**Work instructions**:
In the listing below, find the line holding "target: white long-sleeve top" and the line holding "target: silver truck tire". Write out those two lines and all lines between, exactly, and nothing more.

[Dataset extract Boundary: Start]

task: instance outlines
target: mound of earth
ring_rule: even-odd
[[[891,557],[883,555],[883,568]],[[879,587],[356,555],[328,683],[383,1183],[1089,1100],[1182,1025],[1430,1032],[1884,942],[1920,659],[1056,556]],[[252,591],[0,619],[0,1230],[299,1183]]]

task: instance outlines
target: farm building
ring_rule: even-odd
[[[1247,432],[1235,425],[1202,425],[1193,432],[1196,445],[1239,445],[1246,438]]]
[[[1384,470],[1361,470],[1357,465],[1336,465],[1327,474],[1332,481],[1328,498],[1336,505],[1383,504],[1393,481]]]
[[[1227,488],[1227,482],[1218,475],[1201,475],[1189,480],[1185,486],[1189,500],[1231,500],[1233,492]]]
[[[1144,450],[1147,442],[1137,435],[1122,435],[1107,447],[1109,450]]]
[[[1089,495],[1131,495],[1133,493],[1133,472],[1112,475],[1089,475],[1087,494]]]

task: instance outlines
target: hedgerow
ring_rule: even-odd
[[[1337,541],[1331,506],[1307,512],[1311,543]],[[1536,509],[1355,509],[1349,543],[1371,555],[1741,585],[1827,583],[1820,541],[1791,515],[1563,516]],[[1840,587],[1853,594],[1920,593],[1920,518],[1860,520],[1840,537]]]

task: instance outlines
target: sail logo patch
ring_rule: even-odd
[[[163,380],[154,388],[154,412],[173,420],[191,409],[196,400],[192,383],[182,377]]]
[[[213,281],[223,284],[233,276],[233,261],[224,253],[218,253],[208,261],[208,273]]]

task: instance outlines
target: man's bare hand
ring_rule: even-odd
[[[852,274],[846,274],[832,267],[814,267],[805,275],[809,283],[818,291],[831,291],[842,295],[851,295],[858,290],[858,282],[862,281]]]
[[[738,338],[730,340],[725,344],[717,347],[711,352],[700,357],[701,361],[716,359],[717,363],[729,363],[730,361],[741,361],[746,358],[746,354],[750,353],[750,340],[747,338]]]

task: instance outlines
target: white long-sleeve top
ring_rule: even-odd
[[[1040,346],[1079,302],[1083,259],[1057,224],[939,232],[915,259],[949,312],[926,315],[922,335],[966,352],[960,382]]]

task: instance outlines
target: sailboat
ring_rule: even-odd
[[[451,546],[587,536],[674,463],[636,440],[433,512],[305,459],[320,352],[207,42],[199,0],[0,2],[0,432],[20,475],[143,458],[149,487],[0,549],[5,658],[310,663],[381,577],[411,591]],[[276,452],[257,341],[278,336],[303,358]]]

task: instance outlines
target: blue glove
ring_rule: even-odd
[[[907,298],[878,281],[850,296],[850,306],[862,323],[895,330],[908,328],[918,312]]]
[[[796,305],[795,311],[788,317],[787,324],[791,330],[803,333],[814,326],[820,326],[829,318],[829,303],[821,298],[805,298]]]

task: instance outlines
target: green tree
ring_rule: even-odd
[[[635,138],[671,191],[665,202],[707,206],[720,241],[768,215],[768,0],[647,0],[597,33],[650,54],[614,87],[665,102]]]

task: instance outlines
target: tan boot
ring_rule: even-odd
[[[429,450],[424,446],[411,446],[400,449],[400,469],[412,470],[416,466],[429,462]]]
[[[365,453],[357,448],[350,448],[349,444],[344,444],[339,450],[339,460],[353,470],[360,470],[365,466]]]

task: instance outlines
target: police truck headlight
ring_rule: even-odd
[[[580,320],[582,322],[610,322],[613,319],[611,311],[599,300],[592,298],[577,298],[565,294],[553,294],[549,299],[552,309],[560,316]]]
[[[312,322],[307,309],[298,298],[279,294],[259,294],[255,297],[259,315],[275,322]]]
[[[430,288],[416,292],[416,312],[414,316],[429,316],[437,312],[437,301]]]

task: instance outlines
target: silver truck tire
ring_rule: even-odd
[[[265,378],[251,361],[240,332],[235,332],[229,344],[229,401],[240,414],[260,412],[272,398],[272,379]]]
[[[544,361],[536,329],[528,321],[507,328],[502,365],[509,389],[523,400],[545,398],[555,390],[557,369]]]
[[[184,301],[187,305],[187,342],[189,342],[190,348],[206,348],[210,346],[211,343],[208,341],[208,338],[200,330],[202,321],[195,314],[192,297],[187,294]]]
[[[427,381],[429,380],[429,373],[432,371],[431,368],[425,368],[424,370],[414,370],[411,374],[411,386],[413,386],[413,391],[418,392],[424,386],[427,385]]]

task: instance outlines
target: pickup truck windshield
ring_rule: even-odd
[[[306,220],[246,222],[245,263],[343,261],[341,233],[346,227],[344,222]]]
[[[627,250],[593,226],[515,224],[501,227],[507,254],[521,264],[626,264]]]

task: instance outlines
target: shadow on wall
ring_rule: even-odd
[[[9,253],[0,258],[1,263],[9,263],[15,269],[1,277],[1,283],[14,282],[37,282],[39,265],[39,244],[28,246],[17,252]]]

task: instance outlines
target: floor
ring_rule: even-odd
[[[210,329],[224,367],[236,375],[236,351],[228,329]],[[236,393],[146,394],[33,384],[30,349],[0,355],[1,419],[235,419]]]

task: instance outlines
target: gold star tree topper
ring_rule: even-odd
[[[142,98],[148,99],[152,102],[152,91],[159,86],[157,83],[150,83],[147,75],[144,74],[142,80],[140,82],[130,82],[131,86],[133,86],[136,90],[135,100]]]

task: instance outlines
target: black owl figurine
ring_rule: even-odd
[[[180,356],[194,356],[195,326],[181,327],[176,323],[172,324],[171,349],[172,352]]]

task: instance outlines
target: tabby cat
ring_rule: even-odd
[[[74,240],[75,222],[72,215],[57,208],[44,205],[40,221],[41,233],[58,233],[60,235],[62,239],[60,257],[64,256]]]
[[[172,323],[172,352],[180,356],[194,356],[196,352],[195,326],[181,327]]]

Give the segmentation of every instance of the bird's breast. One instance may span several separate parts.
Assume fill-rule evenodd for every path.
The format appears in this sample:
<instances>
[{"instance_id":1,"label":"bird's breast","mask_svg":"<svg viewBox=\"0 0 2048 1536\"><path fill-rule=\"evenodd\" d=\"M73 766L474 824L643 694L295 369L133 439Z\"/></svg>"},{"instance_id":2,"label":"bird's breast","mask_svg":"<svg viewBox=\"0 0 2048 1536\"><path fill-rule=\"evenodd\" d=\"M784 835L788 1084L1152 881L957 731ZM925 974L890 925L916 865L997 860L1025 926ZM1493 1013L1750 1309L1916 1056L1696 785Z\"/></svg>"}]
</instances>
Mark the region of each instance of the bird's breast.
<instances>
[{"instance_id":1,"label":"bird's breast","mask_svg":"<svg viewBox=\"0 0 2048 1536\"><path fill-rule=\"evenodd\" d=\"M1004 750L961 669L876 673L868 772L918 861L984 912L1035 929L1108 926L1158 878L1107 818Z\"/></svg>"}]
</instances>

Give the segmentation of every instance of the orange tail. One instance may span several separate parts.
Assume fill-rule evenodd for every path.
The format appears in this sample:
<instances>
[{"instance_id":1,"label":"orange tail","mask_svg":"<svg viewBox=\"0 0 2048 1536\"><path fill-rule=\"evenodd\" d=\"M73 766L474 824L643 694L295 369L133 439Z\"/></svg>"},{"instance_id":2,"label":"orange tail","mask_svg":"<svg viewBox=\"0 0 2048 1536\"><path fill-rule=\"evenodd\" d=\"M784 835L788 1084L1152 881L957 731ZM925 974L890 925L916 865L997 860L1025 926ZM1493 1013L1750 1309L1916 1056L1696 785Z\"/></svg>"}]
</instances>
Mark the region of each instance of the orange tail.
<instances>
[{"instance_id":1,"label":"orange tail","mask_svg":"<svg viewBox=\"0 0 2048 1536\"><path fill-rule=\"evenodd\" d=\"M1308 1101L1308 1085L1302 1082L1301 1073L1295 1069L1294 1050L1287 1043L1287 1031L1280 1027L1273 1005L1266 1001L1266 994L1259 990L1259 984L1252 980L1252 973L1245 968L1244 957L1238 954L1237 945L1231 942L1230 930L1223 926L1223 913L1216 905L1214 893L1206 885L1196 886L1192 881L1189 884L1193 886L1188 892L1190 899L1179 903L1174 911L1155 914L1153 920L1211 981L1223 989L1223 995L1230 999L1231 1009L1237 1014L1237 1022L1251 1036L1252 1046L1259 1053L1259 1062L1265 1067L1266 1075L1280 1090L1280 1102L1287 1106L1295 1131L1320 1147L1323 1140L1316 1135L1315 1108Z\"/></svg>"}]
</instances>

[Dataset extract Boundary: End]

**Response area**:
target: white long-sleeve top
ring_rule: even-odd
[[[1040,346],[1079,302],[1083,259],[1057,224],[939,232],[915,259],[949,312],[926,315],[922,335],[966,352],[960,382]]]

task: instance outlines
target: sailboat
ring_rule: even-odd
[[[451,546],[587,536],[674,463],[636,440],[433,512],[305,459],[320,352],[207,42],[199,0],[0,2],[0,432],[20,475],[143,458],[149,487],[0,549],[5,658],[310,663],[381,577],[411,591]],[[276,452],[257,341],[278,336],[303,358]]]

task: instance outlines
target: blue glove
ring_rule: even-odd
[[[907,298],[878,281],[850,296],[850,306],[862,323],[895,330],[908,328],[918,312]]]
[[[796,305],[795,311],[788,317],[787,324],[791,330],[803,333],[814,326],[820,326],[829,318],[829,303],[821,298],[805,298]]]

task: instance outlines
target: green tree
ring_rule: even-odd
[[[635,138],[671,191],[665,202],[707,206],[720,241],[768,215],[768,0],[647,0],[597,33],[650,54],[614,87],[665,102]]]

task: instance outlines
target: tan boot
ring_rule: even-odd
[[[429,450],[424,446],[411,446],[400,449],[400,469],[412,470],[416,466],[429,462]]]
[[[365,453],[357,448],[350,448],[349,444],[344,444],[339,450],[339,460],[353,470],[360,470],[365,466]]]

task: instance outlines
target: police truck headlight
ring_rule: even-odd
[[[580,320],[582,322],[610,322],[613,319],[611,311],[599,300],[592,298],[577,298],[565,294],[553,294],[549,299],[552,309],[560,316]]]
[[[312,322],[307,309],[298,298],[279,294],[259,294],[255,297],[259,315],[275,322]]]
[[[430,288],[416,292],[416,312],[414,316],[429,316],[437,312],[437,301]]]

task: instance outlines
target: silver truck tire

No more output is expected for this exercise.